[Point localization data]
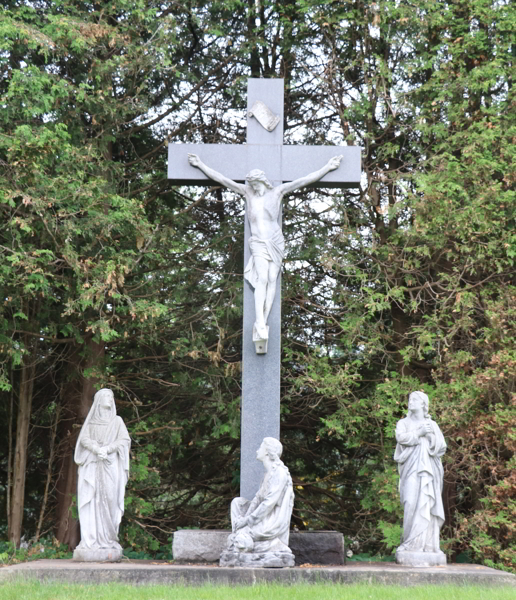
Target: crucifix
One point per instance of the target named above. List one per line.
(262, 170)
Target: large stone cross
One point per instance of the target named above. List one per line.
(260, 411)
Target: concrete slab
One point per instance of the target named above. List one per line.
(206, 545)
(142, 572)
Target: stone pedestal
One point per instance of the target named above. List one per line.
(257, 559)
(98, 555)
(420, 559)
(207, 545)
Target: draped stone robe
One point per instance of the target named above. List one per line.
(101, 483)
(269, 514)
(421, 484)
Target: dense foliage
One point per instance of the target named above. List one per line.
(111, 276)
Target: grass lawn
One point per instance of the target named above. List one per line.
(39, 591)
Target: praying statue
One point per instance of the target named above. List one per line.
(420, 445)
(266, 243)
(102, 455)
(260, 528)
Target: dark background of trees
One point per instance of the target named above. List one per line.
(110, 276)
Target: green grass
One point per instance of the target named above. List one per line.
(39, 591)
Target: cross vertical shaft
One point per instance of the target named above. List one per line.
(260, 408)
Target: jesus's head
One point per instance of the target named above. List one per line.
(258, 181)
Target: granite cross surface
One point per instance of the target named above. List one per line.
(260, 411)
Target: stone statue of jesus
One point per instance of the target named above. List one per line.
(266, 243)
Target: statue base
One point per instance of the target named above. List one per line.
(260, 343)
(272, 560)
(98, 554)
(409, 558)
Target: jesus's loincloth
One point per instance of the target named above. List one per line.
(272, 249)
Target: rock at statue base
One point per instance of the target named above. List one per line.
(98, 554)
(257, 559)
(409, 558)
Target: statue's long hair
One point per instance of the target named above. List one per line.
(422, 396)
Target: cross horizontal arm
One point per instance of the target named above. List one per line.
(280, 163)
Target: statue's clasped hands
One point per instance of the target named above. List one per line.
(102, 453)
(334, 163)
(241, 522)
(425, 428)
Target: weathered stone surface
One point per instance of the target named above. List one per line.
(261, 526)
(264, 150)
(141, 572)
(102, 456)
(317, 547)
(420, 559)
(257, 559)
(98, 554)
(199, 545)
(312, 547)
(420, 445)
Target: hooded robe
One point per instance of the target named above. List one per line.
(101, 483)
(421, 484)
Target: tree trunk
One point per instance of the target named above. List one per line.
(77, 400)
(20, 453)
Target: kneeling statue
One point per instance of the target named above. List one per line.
(261, 527)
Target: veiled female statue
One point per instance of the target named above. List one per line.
(102, 454)
(420, 445)
(261, 527)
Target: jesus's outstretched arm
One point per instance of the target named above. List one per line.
(290, 186)
(195, 161)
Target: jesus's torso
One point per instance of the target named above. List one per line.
(263, 213)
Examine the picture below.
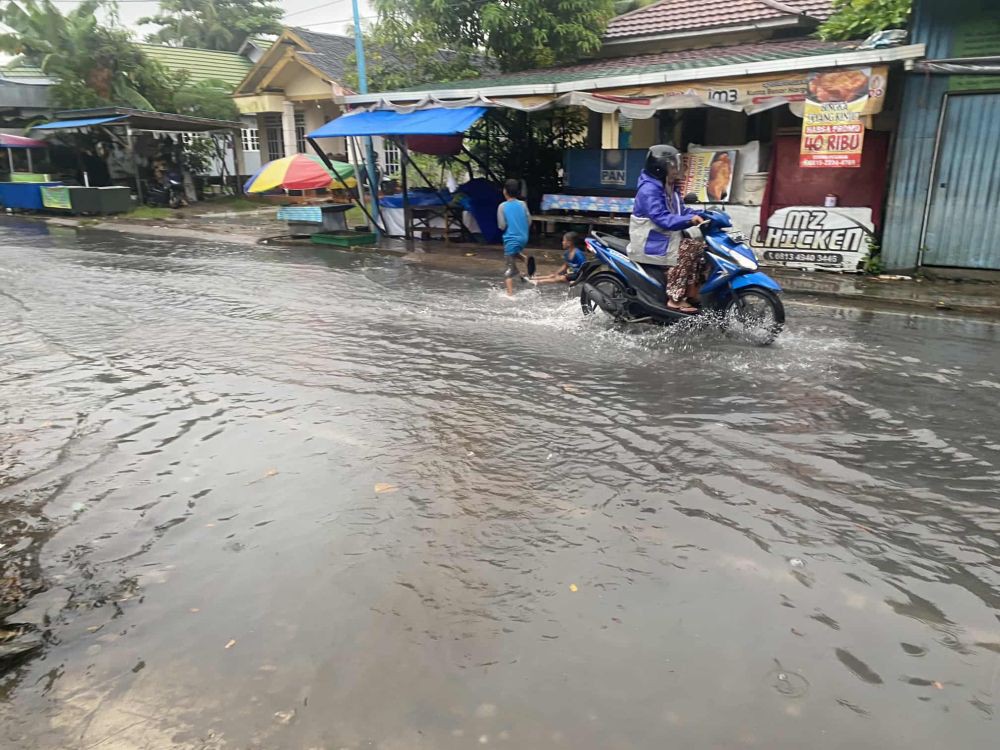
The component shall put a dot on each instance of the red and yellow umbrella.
(299, 172)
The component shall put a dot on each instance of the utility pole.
(359, 53)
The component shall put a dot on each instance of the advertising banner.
(833, 132)
(814, 237)
(709, 175)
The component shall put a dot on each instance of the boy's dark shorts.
(511, 271)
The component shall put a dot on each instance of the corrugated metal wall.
(920, 114)
(965, 192)
(914, 152)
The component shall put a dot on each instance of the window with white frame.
(251, 139)
(273, 134)
(300, 132)
(392, 158)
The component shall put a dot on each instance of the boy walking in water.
(513, 218)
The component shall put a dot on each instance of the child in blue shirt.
(573, 260)
(513, 218)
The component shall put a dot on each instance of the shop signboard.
(56, 198)
(747, 94)
(814, 237)
(613, 167)
(833, 131)
(709, 175)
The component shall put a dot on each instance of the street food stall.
(466, 212)
(21, 188)
(150, 144)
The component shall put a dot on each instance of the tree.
(856, 19)
(213, 24)
(95, 64)
(519, 34)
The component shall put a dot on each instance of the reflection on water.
(288, 499)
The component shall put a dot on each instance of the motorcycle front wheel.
(756, 315)
(609, 285)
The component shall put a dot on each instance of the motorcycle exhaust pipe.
(601, 299)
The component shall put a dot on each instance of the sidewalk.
(261, 227)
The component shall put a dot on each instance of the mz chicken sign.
(833, 132)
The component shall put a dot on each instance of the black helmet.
(659, 159)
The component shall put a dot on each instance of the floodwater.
(285, 498)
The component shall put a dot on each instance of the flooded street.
(287, 498)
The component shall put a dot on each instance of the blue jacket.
(656, 213)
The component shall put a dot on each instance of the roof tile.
(200, 64)
(675, 16)
(652, 63)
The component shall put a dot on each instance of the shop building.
(732, 84)
(943, 211)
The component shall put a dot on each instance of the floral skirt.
(689, 269)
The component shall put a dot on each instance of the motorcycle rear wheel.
(756, 315)
(607, 283)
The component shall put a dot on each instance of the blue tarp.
(438, 121)
(63, 124)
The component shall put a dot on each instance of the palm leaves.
(94, 64)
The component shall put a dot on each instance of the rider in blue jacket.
(659, 208)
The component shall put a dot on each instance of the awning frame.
(451, 121)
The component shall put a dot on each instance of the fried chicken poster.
(709, 175)
(833, 132)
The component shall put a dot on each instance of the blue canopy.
(437, 121)
(64, 124)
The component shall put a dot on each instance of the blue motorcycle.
(739, 296)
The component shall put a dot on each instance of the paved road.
(299, 499)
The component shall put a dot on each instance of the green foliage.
(518, 34)
(872, 263)
(95, 64)
(98, 65)
(856, 19)
(213, 24)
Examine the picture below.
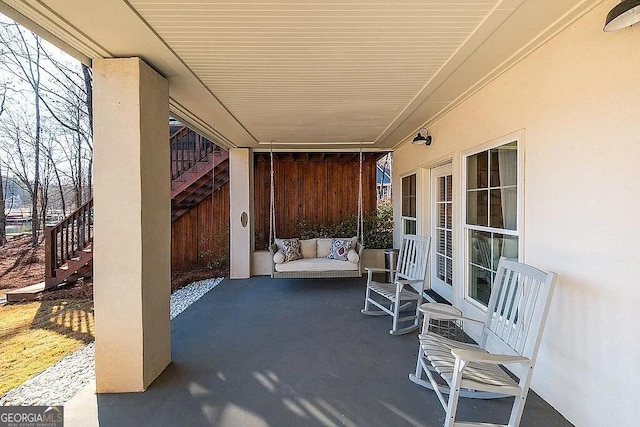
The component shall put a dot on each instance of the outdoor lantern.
(623, 15)
(423, 138)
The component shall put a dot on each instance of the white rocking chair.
(406, 287)
(518, 308)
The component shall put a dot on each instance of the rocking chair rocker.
(517, 311)
(410, 273)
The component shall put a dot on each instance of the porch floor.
(287, 352)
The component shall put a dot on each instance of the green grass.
(36, 335)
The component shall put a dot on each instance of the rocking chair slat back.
(413, 252)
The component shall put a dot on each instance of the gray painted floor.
(265, 352)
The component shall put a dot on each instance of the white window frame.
(477, 307)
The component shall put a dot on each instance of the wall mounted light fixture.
(423, 137)
(624, 14)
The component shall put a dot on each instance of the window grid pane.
(492, 201)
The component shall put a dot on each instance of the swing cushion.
(339, 249)
(290, 248)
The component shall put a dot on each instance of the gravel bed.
(60, 382)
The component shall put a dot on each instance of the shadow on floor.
(266, 352)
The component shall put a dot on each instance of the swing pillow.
(339, 249)
(290, 248)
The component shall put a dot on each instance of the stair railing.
(67, 238)
(187, 149)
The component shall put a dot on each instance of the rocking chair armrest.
(451, 316)
(408, 282)
(469, 355)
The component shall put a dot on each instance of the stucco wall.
(577, 102)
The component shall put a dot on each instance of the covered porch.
(287, 352)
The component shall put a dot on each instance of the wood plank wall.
(194, 232)
(312, 187)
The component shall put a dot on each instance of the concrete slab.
(82, 409)
(266, 352)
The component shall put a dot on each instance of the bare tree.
(21, 55)
(3, 218)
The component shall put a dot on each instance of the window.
(409, 219)
(491, 224)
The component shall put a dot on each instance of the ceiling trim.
(580, 9)
(492, 21)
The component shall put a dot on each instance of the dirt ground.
(22, 265)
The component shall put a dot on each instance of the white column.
(240, 212)
(132, 249)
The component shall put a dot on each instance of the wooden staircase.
(194, 159)
(68, 247)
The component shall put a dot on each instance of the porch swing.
(315, 258)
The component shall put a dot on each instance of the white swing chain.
(360, 231)
(272, 204)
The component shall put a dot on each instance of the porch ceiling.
(305, 74)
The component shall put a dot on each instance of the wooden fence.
(202, 234)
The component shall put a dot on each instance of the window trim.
(517, 137)
(403, 217)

> [Task brief]:
What the answer must hold: all the data above, given again exactly, without pictures.

> [Answer to this exercise]:
Target: crucifix
One point per instance of the target named above. List one per line.
(262, 170)
Target: large stone cross
One point per instance of the target named above. List one per line.
(260, 411)
Target: concrete slab
One point per instance of the target named above. List one per line.
(206, 545)
(142, 572)
Target: stone pedestal
One point per instance of the target named above. List one per line.
(257, 559)
(98, 555)
(420, 559)
(207, 545)
Target: draped stone robe
One point per instance of the target named above. List one per line.
(101, 483)
(269, 514)
(421, 484)
Target: dense foliage
One point per instance of the target named above. List one per line.
(111, 276)
Target: grass lawn
One point per instance of the target named above. List one per line.
(39, 591)
Target: praying statue
One point per instance of the target named above. List one per line.
(420, 445)
(266, 243)
(102, 455)
(260, 528)
Target: dark background of trees
One point per instance of the target named above. List one per line.
(110, 276)
Target: green grass
One point per instance of the target named above. List one per line.
(39, 591)
Target: cross vertical shaft
One point per instance of the target named above. List one per line.
(260, 408)
Target: jesus's head
One point per instance of the target named above. List one per line.
(258, 181)
Target: granite cross surface
One point per instance of the target named above. List one per line.
(260, 411)
Target: stone statue of jesus
One point per instance of the target named above. List one per line.
(266, 243)
Target: statue base
One point per instance of the target named above. List one per line.
(260, 343)
(272, 560)
(98, 554)
(409, 558)
Target: jesus's loincloth
One point per instance of the target named above. List one per line.
(272, 249)
Target: rock at statue base
One point per instance of the target named above. List one per line.
(98, 554)
(257, 559)
(409, 558)
Target: statue's long hair
One point per instance of the target named above. List one per line.
(422, 396)
Target: cross horizontal arm
One point per instance of the target named above. List one per line.
(280, 163)
Target: statue's clasped hands
One point per instance of the target named above. List one per line.
(102, 453)
(334, 163)
(241, 522)
(425, 428)
Target: weathered stone surface
One point per instance of the target named above. List one per line.
(261, 526)
(264, 150)
(141, 572)
(102, 456)
(317, 547)
(420, 559)
(257, 559)
(98, 554)
(199, 545)
(312, 547)
(420, 445)
Target: hooded robe
One point per instance of the target named above. List one per line.
(101, 483)
(421, 484)
Target: tree trunk
One point per instance of the target named above. List one per line.
(77, 400)
(20, 453)
Target: kneeling statue
One point per instance of the target named above. List one per line.
(261, 527)
Target: veiled female statue
One point per instance of the target named above. List one per line.
(102, 454)
(420, 445)
(261, 527)
Target: jesus's outstretched arm
One point per instance of the target named above. List one per line.
(290, 186)
(195, 161)
Target: jesus's torso
One point per instance of the target named above. List one per line.
(263, 213)
Examine the picture below.
The component shall put a dot on each instance of the red and yellow umbrella.
(299, 172)
The component shall put a dot on each instance of the utility pole.
(359, 53)
The component shall put a dot on each instance of the advertising banner.
(833, 132)
(814, 237)
(709, 175)
The component shall put a dot on each instance of the boy's dark shorts.
(511, 271)
The component shall put a dot on each instance of the corrugated metal wall.
(920, 114)
(965, 192)
(914, 152)
The component shall put a dot on each instance of the window with white frame.
(251, 139)
(273, 134)
(300, 132)
(392, 158)
The component shall put a dot on each instance of the boy walking in water.
(513, 218)
The component shall put a dot on each instance of the child in blue shirt.
(573, 260)
(513, 218)
The component shall put a dot on each instance of the shop signboard.
(56, 198)
(747, 94)
(814, 237)
(613, 167)
(833, 131)
(709, 175)
The component shall put a dot on each instance of the street food stall.
(466, 212)
(21, 188)
(150, 144)
The component shall put a dot on each instance of the tree.
(856, 19)
(213, 24)
(95, 64)
(519, 34)
The component shall put a dot on each instance of the reflection on water.
(288, 499)
The component shall put a dot on each instance of the motorcycle front wheel.
(756, 315)
(609, 285)
The component shall put a dot on each instance of the motorcycle exhaust pipe.
(601, 299)
The component shall put a dot on each instance of the sidewalk.
(261, 227)
The component shall put a dot on each instance of the mz chicken sign.
(833, 132)
The component shall put a dot on each instance of the black helmet.
(659, 159)
The component shall put a dot on each instance of the floodwater.
(285, 498)
The component shall put a dot on each instance of the flooded street.
(287, 498)
The component shall put a dot on each instance of the blue jacket.
(656, 213)
The component shall put a dot on each instance of the roof tile.
(200, 64)
(675, 16)
(652, 63)
The component shall put a dot on each instance of the shop building.
(732, 84)
(943, 211)
The component shall put a dot on each instance of the floral skirt.
(689, 269)
The component shall put a dot on each instance of the motorcycle rear wheel.
(756, 315)
(607, 283)
The component shall put a dot on each instance of the blue tarp.
(438, 121)
(63, 124)
The component shall put a dot on each instance of the palm leaves.
(94, 64)
The component shall put a dot on each instance of the rider in blue jacket.
(659, 208)
The component shall put a dot on each instance of the awning frame.
(451, 121)
The component shall put a dot on each instance of the fried chicken poster.
(709, 175)
(833, 132)
The component shall put a dot on each instance of the blue canopy.
(437, 121)
(64, 124)
The component shall put a dot on each instance of the blue motorcycle.
(739, 296)
The component shall put a dot on each instance of the paved road.
(299, 499)
The component shall put a dot on each instance of the green foliage.
(518, 34)
(872, 263)
(95, 64)
(98, 65)
(856, 19)
(213, 24)
Examine the picture below.
The component shall put a dot on each instance of the outdoor lantern.
(623, 15)
(423, 138)
The component shall put a dot on each instance of the white rocking chair.
(406, 287)
(518, 308)
The component shall put a dot on each instance of the rocking chair rocker.
(517, 311)
(410, 273)
The component shall put a dot on each instance of the porch floor.
(287, 352)
The component shall put a dot on each instance of the green grass.
(36, 335)
The component shall put a dot on each instance of the rocking chair slat back.
(413, 252)
The component shall put a dot on each instance of the gray painted floor.
(265, 352)
The component shall put a dot on each instance of the white window frame.
(477, 307)
The component shall put a dot on each instance of the wall mounted light fixture.
(423, 137)
(624, 14)
The component shall put a dot on each instance of the window grid pane.
(492, 201)
The component shall put a dot on each instance of the swing cushion.
(339, 249)
(290, 248)
The component shall put a dot on each instance of the gravel bed.
(60, 382)
The component shall put a dot on each instance of the shadow on floor.
(266, 352)
The component shall put a dot on each instance of the swing pillow.
(339, 249)
(290, 248)
The component shall put a dot on each instance of the stair railing.
(67, 238)
(187, 149)
The component shall put a dot on each instance of the rocking chair armrest.
(451, 316)
(408, 282)
(469, 355)
The component shall put a dot on each instance of the stucco wall.
(577, 102)
The component shall put a dot on each instance of the covered porch.
(287, 352)
The component shall put a dot on each instance of the wood plank wall.
(194, 232)
(312, 187)
The component shall put a dot on each instance of the concrete slab.
(82, 409)
(266, 352)
The component shall put a dot on each instance of the bare tree.
(21, 55)
(3, 218)
The component shall put a dot on each instance of the window.
(409, 219)
(491, 224)
The component shall put a dot on each instance of the ceiling trim.
(580, 9)
(492, 21)
The component shall put a dot on each instance of the dirt ground.
(22, 265)
The component shall put a dot on each instance of the white column.
(240, 212)
(132, 249)
The component shall put a dot on each instance of the wooden staircase.
(194, 159)
(68, 247)
The component shall put a dot on each instance of the porch swing.
(315, 258)
The component shall put a dot on each instance of the white swing chain.
(360, 231)
(272, 204)
The component shall put a dot on each instance of the porch ceiling.
(305, 74)
The component shall put a dot on each instance of the wooden fence.
(202, 234)
The component shall put a dot on each instance of the window trim.
(517, 137)
(403, 217)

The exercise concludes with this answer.